Text for analysis:

=== Begin Enclosure ===

A ground-water flow model of the Mississippi River Valley alluvial aquifer in eastern Arkansas, developed in 2003 to simulate the period of 1918-98, was validated with the addition of water-level and water-use data that extended the observation period to 2005. The original model (2003) was calibrated using water-level observations from 1972, 1982, 1992, and 1998, and water-use data through 1997. The original model subsequently was used to simulate water levels from 1999 to 2049 and showed that simulation of continued pumping at the 1997 water-use rate could not be sustained indefinitely without causing dry cells in the model.

=== End Enclosure ===

Source data:
=== Begin Enclosure ===

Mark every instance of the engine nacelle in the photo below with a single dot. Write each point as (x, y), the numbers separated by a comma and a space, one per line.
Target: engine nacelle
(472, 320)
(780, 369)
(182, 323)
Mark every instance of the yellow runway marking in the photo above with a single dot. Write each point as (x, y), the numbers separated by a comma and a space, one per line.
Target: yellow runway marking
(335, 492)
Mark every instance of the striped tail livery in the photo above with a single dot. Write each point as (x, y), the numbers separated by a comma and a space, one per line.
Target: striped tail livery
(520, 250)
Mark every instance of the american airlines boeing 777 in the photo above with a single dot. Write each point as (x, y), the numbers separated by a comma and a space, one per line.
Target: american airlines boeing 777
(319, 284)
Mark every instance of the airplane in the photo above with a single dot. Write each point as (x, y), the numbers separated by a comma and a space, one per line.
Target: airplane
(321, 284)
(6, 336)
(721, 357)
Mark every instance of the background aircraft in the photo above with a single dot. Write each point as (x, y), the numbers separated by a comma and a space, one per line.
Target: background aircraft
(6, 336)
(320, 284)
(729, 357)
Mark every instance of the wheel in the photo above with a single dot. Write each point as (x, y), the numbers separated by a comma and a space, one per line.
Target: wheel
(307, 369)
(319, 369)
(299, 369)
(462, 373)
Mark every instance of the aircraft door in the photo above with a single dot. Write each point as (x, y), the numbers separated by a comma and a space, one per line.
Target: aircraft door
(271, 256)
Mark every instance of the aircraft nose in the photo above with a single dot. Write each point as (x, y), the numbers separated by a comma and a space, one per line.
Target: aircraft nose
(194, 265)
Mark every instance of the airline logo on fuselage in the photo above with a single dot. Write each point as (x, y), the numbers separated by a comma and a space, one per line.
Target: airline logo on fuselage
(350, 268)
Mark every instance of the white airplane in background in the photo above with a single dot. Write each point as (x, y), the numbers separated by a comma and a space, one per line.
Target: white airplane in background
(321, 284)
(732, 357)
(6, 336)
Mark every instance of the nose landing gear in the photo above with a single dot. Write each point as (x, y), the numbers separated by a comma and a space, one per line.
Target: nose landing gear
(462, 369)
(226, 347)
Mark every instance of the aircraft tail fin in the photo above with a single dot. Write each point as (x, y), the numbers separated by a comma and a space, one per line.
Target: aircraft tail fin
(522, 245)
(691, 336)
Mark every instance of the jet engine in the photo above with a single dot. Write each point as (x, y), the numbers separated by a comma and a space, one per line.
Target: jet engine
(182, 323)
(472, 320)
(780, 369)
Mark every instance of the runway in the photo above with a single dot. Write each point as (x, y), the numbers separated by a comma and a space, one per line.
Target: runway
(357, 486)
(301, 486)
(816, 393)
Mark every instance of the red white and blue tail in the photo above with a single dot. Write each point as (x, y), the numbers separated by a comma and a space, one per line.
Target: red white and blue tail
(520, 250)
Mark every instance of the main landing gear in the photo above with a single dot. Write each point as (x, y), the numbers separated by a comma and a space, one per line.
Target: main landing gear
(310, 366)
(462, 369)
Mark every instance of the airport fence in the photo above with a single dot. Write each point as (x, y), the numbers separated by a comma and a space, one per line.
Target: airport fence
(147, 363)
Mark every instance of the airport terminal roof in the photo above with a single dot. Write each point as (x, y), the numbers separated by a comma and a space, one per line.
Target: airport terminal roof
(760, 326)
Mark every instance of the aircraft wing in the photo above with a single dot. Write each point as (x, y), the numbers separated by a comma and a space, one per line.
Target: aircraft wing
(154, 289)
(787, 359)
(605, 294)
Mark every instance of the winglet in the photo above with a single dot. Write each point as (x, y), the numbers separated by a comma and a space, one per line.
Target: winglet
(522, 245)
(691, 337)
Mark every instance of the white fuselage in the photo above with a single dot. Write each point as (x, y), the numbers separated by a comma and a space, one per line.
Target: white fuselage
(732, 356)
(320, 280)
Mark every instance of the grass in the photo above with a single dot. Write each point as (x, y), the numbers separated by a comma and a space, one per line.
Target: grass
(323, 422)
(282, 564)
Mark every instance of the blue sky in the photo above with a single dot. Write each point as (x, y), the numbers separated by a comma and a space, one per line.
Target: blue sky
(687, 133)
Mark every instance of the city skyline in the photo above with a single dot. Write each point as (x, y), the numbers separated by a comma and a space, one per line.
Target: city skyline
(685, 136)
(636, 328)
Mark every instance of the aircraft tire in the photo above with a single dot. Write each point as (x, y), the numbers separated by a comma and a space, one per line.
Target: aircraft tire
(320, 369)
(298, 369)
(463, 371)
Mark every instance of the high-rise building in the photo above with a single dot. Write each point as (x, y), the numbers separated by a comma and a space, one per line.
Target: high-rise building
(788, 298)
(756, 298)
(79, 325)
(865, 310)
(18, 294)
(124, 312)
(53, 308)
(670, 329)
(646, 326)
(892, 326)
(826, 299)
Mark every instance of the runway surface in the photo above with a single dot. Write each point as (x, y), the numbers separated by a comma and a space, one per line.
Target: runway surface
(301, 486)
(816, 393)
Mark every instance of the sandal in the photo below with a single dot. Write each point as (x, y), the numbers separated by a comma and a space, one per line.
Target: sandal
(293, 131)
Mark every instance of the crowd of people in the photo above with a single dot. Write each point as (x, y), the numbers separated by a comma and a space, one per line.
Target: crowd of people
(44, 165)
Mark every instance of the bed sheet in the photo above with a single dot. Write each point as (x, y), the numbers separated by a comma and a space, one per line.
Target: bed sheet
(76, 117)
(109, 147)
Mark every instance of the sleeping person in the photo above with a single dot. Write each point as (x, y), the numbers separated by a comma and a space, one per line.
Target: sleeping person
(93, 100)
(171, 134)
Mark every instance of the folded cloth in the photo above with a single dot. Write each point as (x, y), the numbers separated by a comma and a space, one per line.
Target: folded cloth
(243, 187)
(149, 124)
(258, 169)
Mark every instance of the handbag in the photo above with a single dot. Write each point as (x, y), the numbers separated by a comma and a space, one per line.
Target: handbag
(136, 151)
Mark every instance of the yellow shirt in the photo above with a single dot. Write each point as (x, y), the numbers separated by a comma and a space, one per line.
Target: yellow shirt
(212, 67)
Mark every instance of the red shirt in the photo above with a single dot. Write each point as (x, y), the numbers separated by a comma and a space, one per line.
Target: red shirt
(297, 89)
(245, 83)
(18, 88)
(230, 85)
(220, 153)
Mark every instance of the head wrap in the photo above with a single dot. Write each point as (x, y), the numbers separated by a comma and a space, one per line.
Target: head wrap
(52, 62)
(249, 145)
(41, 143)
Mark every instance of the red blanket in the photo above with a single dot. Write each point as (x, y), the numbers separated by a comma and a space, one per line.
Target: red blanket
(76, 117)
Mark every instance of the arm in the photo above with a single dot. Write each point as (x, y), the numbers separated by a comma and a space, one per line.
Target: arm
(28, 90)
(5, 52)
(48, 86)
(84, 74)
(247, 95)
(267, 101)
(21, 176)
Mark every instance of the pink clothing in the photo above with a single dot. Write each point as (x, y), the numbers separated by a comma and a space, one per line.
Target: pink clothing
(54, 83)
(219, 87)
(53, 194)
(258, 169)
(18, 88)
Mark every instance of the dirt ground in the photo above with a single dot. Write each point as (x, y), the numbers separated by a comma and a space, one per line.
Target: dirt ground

=== End Enclosure ===

Actions to take:
#1 Copy the passage on the Arkansas ground-water flow model, starting at "A ground-water flow" and ending at "in the model.", and change "aquifer" to "aquifer system".
#2 Write the next part of the passage on the Arkansas ground-water flow model, picking up after its last sentence.

Answers given:
#1
A ground-water flow model of the Mississippi River Valley alluvial aquifer system in eastern Arkansas, developed in 2003 to simulate the period of 1918-98, was validated with the addition of water-level and water-use data that extended the observation period to 2005. The original model (2003) was calibrated using water-level observations from 1972, 1982, 1992, and 1998, and water-use data through 1997. The original model subsequently was used to simulate water levels from 1999 to 2049 and showed that simulation of continued pumping at the 1997 water-use rate could not be sustained indefinitely without causing dry cells in the model.

#2
After publication of the original ground-water flow model, a total of 3,616 water-level observations from 698 locations measured during the period of 1998 to 2005 became available. Additionally, water-use data were compiled and used for the same period, totaling 290,005 discrete water-use values from 43,440 wells with as many as 39,169 wells pumping in any one year. Total pumping (which is primarily agricultural) for this 8-year period was about 2.3 trillion cubic feet of water and was distributed over approximately 10,340 square miles within the model area.
An updated version of the original ground-water flow model was used to simulate the period of 1998-2005 with the additional water-level and water-use data. Water-level observations for 1998-2005 ranged from 74 to 293 feet above National Geodetic Vertical Datum of 1929 across the model area. The maximum water-level residual (observed minus simulated water-level values) for the 3,616 water-level observations was 52 feet, the minimum water-level residual was 60 feet, the average annual root mean squared error was 8.2 feet, and the annual average absolute residual was 6.0 feet. A correlation coefficient value of 0.96 was calculated for the line of best fit for observed to simulated water levels for the combined 1998-2005 dataset, indicating a good fit to the data and an acceptable validation of the model.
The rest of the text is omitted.